╭─ Source information

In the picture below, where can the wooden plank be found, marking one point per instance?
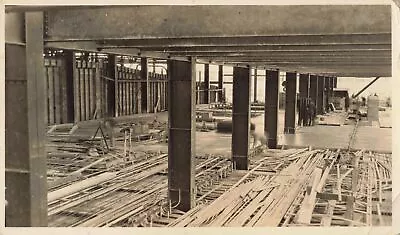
(86, 91)
(57, 93)
(71, 189)
(50, 75)
(116, 95)
(64, 96)
(105, 97)
(98, 91)
(77, 102)
(307, 207)
(82, 90)
(326, 220)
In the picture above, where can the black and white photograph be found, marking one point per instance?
(140, 116)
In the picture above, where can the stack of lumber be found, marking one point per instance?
(356, 192)
(261, 201)
(135, 195)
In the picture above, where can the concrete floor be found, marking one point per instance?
(333, 137)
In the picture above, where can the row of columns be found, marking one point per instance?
(26, 184)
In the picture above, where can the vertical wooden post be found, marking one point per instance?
(241, 117)
(25, 124)
(71, 86)
(182, 132)
(271, 108)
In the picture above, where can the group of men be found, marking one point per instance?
(307, 112)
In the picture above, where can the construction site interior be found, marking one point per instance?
(121, 122)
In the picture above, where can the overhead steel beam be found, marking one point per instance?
(265, 40)
(289, 53)
(235, 48)
(244, 52)
(208, 21)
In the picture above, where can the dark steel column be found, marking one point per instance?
(255, 85)
(182, 130)
(207, 83)
(304, 90)
(271, 107)
(25, 121)
(304, 83)
(220, 82)
(327, 92)
(241, 117)
(111, 86)
(70, 78)
(320, 100)
(291, 101)
(313, 88)
(144, 85)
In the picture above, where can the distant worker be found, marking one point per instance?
(347, 103)
(109, 125)
(263, 139)
(312, 111)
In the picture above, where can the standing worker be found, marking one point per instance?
(312, 113)
(109, 125)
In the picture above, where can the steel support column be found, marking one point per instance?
(304, 90)
(304, 83)
(255, 85)
(69, 56)
(220, 83)
(321, 95)
(271, 107)
(144, 85)
(206, 83)
(327, 93)
(291, 101)
(313, 88)
(25, 117)
(182, 130)
(111, 86)
(241, 117)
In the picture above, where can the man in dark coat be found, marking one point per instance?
(311, 113)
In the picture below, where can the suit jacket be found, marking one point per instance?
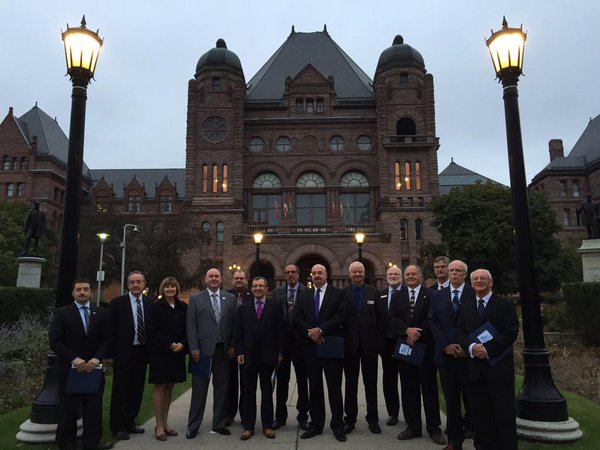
(442, 321)
(201, 323)
(122, 329)
(259, 340)
(400, 318)
(332, 315)
(292, 337)
(68, 340)
(502, 313)
(364, 328)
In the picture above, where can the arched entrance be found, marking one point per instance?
(306, 263)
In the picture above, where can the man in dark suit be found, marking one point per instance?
(363, 340)
(209, 326)
(408, 320)
(128, 316)
(448, 355)
(491, 368)
(320, 314)
(286, 297)
(258, 344)
(388, 362)
(79, 336)
(236, 379)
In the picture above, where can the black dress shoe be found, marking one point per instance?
(374, 428)
(191, 434)
(278, 424)
(392, 420)
(340, 435)
(121, 435)
(309, 433)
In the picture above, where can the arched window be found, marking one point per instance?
(204, 179)
(267, 180)
(220, 231)
(310, 180)
(418, 229)
(406, 127)
(403, 229)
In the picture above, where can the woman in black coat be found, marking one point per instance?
(168, 347)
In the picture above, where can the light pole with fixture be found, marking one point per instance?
(123, 245)
(539, 399)
(100, 275)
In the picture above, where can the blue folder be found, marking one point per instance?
(413, 355)
(332, 347)
(83, 382)
(202, 368)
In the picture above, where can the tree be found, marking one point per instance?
(476, 226)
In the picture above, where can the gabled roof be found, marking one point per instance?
(458, 176)
(149, 178)
(325, 56)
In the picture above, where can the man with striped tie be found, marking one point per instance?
(128, 317)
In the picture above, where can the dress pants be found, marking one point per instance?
(283, 380)
(252, 373)
(220, 378)
(68, 413)
(333, 369)
(129, 380)
(414, 382)
(368, 365)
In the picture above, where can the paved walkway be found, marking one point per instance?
(287, 437)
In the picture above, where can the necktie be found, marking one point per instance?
(317, 301)
(455, 300)
(86, 318)
(141, 331)
(216, 307)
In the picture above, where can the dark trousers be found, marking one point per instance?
(129, 379)
(368, 366)
(68, 413)
(236, 390)
(251, 374)
(390, 379)
(333, 369)
(416, 381)
(454, 377)
(493, 414)
(283, 380)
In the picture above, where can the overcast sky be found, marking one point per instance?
(136, 109)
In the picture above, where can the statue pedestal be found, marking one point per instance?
(30, 271)
(590, 258)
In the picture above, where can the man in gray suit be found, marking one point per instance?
(209, 322)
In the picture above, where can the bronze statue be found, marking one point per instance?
(35, 227)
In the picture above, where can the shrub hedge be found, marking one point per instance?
(584, 309)
(15, 302)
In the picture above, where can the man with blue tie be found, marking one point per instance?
(79, 336)
(286, 297)
(448, 355)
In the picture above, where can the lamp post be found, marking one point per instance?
(100, 275)
(360, 238)
(123, 245)
(257, 240)
(538, 400)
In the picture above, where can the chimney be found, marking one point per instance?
(556, 149)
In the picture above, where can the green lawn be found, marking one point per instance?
(10, 422)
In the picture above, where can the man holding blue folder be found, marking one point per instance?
(79, 336)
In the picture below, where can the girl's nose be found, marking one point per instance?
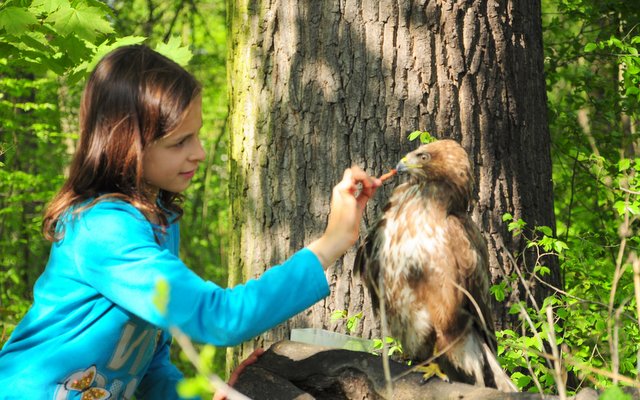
(198, 153)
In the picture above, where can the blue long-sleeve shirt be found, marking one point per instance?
(94, 325)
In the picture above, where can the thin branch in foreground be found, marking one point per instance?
(214, 380)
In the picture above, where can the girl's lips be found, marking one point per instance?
(188, 175)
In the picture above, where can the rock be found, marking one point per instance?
(291, 370)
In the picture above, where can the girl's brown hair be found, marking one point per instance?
(133, 97)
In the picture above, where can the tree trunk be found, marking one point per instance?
(316, 86)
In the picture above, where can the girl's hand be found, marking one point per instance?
(349, 198)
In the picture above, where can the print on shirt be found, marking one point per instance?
(82, 383)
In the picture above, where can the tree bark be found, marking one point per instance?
(318, 86)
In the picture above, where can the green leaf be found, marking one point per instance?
(161, 297)
(499, 291)
(84, 21)
(414, 135)
(48, 6)
(624, 164)
(614, 393)
(16, 20)
(174, 50)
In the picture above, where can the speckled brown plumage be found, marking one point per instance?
(429, 253)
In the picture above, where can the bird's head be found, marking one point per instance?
(443, 160)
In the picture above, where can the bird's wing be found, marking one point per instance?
(472, 261)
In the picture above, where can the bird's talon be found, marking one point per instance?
(430, 371)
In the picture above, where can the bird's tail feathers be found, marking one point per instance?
(502, 380)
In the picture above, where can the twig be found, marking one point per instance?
(557, 362)
(214, 380)
(385, 348)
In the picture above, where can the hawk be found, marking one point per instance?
(432, 261)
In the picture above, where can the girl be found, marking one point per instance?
(94, 330)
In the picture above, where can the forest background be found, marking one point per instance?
(592, 73)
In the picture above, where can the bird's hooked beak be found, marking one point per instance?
(402, 165)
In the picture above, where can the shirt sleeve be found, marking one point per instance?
(117, 254)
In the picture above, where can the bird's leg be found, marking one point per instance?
(431, 369)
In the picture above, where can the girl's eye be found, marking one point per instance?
(181, 142)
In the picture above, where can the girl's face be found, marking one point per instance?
(170, 162)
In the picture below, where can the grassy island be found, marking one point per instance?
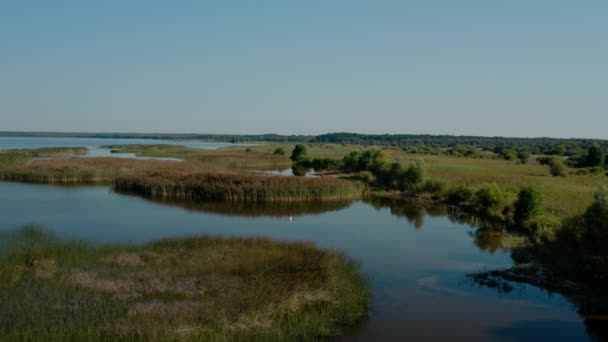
(237, 187)
(197, 288)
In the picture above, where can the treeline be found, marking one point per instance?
(232, 138)
(549, 146)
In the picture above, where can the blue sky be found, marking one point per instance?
(510, 68)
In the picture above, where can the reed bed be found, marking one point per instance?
(82, 170)
(256, 209)
(236, 187)
(191, 289)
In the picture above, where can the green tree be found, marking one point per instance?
(523, 157)
(595, 156)
(298, 153)
(557, 168)
(596, 219)
(415, 174)
(527, 205)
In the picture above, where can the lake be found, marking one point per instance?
(94, 144)
(415, 259)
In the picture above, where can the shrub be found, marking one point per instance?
(434, 187)
(556, 165)
(509, 155)
(557, 168)
(491, 200)
(324, 164)
(527, 205)
(596, 219)
(415, 174)
(298, 153)
(460, 195)
(595, 156)
(358, 161)
(523, 157)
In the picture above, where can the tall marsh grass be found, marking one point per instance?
(192, 289)
(236, 187)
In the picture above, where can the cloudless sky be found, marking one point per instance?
(485, 67)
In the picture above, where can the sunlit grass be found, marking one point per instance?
(197, 288)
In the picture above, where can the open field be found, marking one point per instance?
(196, 288)
(562, 196)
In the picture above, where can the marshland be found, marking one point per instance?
(421, 225)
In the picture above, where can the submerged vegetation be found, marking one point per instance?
(196, 288)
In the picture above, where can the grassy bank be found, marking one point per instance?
(236, 187)
(79, 170)
(22, 156)
(197, 288)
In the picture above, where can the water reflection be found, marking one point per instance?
(417, 275)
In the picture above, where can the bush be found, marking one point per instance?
(491, 200)
(434, 187)
(357, 161)
(508, 155)
(460, 195)
(595, 156)
(325, 164)
(596, 219)
(527, 205)
(557, 168)
(523, 157)
(415, 173)
(298, 153)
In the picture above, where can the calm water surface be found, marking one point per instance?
(94, 144)
(416, 262)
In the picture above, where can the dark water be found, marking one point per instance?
(94, 144)
(416, 260)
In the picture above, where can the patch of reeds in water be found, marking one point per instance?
(192, 289)
(236, 187)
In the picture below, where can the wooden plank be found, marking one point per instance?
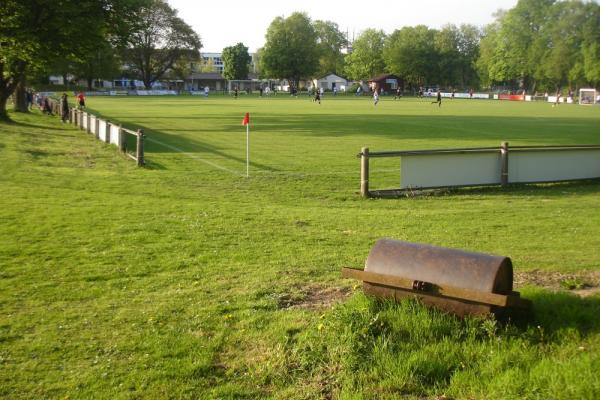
(440, 290)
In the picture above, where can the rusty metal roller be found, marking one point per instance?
(457, 281)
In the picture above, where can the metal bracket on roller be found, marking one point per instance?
(422, 286)
(460, 282)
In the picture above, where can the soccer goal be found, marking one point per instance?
(588, 96)
(248, 85)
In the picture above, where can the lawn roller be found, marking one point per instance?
(456, 281)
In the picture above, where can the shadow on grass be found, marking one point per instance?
(556, 312)
(177, 144)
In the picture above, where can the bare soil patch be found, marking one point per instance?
(586, 283)
(313, 297)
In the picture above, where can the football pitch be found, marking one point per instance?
(187, 279)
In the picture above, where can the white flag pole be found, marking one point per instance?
(248, 150)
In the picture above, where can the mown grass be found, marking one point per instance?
(175, 281)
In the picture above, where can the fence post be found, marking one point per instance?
(121, 139)
(504, 164)
(139, 154)
(364, 172)
(107, 132)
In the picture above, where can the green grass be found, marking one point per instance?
(174, 281)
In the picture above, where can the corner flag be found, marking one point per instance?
(246, 123)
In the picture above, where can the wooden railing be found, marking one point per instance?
(105, 130)
(460, 167)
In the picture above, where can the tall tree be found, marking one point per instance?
(330, 42)
(290, 50)
(99, 63)
(366, 59)
(410, 53)
(34, 34)
(159, 39)
(236, 61)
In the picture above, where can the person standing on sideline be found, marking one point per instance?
(81, 100)
(47, 108)
(557, 97)
(64, 106)
(29, 98)
(438, 99)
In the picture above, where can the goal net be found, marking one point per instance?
(588, 96)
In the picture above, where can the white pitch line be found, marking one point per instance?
(262, 172)
(195, 157)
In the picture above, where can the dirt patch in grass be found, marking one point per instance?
(585, 283)
(313, 297)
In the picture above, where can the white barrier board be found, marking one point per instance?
(553, 165)
(471, 169)
(114, 135)
(441, 170)
(93, 124)
(102, 133)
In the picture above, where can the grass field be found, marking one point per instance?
(186, 279)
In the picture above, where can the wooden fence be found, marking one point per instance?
(427, 169)
(106, 131)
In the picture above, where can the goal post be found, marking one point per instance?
(245, 85)
(588, 96)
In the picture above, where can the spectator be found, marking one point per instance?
(64, 105)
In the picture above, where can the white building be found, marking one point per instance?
(331, 82)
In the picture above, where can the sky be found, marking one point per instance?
(223, 23)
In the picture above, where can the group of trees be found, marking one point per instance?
(537, 45)
(89, 39)
(542, 45)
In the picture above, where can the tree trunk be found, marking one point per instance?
(20, 97)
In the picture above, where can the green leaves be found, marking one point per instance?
(236, 62)
(291, 50)
(366, 59)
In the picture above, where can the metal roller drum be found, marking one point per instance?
(464, 283)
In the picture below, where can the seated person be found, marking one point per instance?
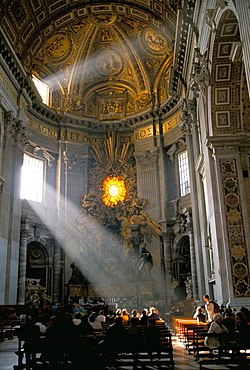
(153, 314)
(134, 335)
(200, 317)
(125, 317)
(77, 320)
(229, 322)
(101, 317)
(152, 335)
(144, 318)
(215, 327)
(84, 328)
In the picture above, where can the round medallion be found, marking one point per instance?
(103, 19)
(114, 190)
(36, 252)
(232, 200)
(240, 270)
(108, 62)
(57, 47)
(154, 40)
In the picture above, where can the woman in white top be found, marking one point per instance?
(96, 324)
(215, 327)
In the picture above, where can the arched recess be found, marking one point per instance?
(40, 263)
(181, 265)
(229, 93)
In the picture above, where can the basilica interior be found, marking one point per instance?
(125, 147)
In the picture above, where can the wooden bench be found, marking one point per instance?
(234, 349)
(60, 353)
(9, 328)
(139, 354)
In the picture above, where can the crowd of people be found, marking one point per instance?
(121, 326)
(221, 319)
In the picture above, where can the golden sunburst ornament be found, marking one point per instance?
(114, 190)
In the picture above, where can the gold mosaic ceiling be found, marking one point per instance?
(102, 60)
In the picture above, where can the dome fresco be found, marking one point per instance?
(101, 60)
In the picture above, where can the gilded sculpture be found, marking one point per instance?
(111, 239)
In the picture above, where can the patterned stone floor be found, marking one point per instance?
(183, 361)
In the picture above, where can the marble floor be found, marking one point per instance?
(183, 361)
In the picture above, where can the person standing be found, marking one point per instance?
(211, 307)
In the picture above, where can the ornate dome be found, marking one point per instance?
(101, 60)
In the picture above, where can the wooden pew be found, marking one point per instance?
(234, 349)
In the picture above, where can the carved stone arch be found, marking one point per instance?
(39, 262)
(181, 264)
(227, 75)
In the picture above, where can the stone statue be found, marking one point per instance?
(189, 287)
(77, 276)
(145, 264)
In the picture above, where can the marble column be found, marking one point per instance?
(167, 255)
(57, 272)
(22, 267)
(193, 264)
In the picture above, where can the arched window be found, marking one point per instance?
(184, 173)
(32, 178)
(43, 89)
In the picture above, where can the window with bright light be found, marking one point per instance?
(184, 173)
(32, 178)
(43, 89)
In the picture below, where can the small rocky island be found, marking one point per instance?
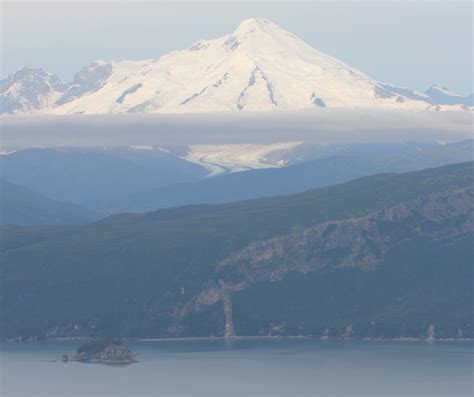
(104, 352)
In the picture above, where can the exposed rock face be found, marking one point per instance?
(355, 242)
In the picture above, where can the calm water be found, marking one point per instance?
(245, 368)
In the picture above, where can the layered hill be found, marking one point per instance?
(259, 66)
(22, 206)
(384, 256)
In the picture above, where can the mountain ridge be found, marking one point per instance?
(258, 67)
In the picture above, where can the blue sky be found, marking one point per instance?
(410, 43)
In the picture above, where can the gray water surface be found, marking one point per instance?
(245, 368)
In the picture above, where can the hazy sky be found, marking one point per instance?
(410, 43)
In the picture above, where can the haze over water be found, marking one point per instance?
(245, 368)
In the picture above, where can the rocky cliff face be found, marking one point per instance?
(357, 243)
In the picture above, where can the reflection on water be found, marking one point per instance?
(245, 368)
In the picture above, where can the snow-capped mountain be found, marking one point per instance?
(29, 89)
(260, 66)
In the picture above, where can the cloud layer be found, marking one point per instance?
(327, 126)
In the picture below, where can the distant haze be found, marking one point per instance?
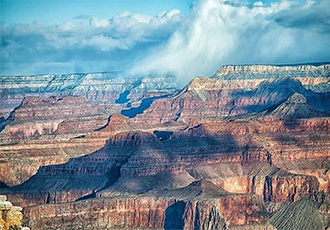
(212, 34)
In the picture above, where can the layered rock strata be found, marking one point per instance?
(10, 216)
(96, 87)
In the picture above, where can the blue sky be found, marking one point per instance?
(58, 11)
(185, 37)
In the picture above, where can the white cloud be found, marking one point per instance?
(215, 32)
(219, 32)
(95, 22)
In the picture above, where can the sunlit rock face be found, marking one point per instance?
(95, 87)
(10, 216)
(240, 150)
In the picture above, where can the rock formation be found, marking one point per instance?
(245, 149)
(10, 216)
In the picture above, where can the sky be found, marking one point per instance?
(185, 37)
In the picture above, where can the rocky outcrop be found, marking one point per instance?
(37, 117)
(96, 87)
(214, 98)
(10, 216)
(220, 154)
(209, 209)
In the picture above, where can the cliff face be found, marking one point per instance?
(96, 87)
(211, 97)
(10, 216)
(240, 150)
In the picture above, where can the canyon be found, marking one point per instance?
(247, 148)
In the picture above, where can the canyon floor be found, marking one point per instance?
(247, 148)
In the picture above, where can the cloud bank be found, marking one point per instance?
(214, 33)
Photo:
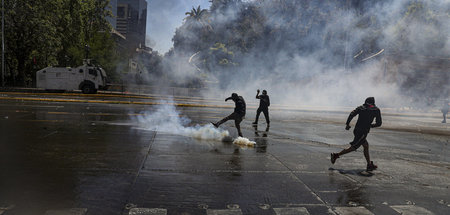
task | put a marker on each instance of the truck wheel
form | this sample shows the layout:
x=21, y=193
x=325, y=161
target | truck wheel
x=87, y=89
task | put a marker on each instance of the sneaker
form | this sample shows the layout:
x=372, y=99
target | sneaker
x=371, y=166
x=334, y=156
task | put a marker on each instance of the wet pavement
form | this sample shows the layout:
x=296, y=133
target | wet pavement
x=77, y=157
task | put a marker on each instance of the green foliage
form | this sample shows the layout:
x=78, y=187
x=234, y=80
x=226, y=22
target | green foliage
x=41, y=33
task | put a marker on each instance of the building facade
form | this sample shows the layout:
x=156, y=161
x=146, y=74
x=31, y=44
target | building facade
x=131, y=21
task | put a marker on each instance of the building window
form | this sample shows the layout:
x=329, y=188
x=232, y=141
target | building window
x=121, y=12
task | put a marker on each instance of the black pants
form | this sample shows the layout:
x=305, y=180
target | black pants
x=237, y=121
x=360, y=138
x=266, y=114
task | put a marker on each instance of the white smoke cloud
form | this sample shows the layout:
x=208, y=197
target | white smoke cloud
x=168, y=120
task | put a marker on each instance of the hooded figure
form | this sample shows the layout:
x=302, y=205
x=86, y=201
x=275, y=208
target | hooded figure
x=238, y=114
x=264, y=103
x=366, y=114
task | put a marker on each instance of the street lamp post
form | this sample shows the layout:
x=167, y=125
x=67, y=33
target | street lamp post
x=3, y=43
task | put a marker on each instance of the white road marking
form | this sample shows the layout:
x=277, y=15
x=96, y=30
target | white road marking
x=353, y=211
x=411, y=210
x=148, y=211
x=68, y=211
x=291, y=211
x=224, y=212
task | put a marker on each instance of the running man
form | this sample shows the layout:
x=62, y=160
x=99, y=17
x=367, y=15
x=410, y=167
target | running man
x=238, y=114
x=264, y=103
x=367, y=113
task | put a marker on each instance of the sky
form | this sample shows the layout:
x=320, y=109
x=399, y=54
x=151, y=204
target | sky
x=163, y=17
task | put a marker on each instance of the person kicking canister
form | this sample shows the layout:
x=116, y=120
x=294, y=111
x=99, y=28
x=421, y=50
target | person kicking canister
x=237, y=115
x=264, y=103
x=367, y=113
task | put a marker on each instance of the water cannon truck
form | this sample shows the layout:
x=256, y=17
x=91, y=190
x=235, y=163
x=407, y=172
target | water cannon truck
x=88, y=78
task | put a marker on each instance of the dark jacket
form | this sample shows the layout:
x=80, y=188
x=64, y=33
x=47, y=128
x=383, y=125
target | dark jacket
x=367, y=113
x=264, y=101
x=240, y=105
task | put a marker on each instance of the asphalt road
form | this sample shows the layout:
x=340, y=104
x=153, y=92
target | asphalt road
x=78, y=154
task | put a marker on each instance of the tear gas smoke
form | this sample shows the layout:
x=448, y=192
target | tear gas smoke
x=332, y=61
x=168, y=120
x=242, y=141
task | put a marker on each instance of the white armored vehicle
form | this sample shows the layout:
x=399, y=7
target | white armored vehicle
x=88, y=78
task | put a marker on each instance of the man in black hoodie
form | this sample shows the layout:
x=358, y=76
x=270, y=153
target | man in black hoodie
x=367, y=113
x=237, y=115
x=264, y=103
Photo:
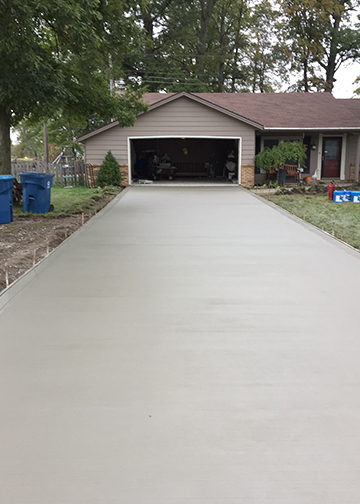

╰─

**Task prompt:**
Respond with the exact lines above running from the one containing "In the picture above, where can the canyon be" to the one containing "x=325, y=161", both ends kept and no pictures included.

**Task solution:**
In the picture above, where can the canyon be found, marking one point per instance?
(247, 148)
In the picture above, where can the canyon floor be found, marking one point per instance?
(247, 148)
In the picture above, where can the cloud bank be found, marking one point per instance?
(214, 33)
Photo:
task | put a marker on each instance of the truck wheel
form | this sample shows the layout:
x=21, y=193
x=325, y=161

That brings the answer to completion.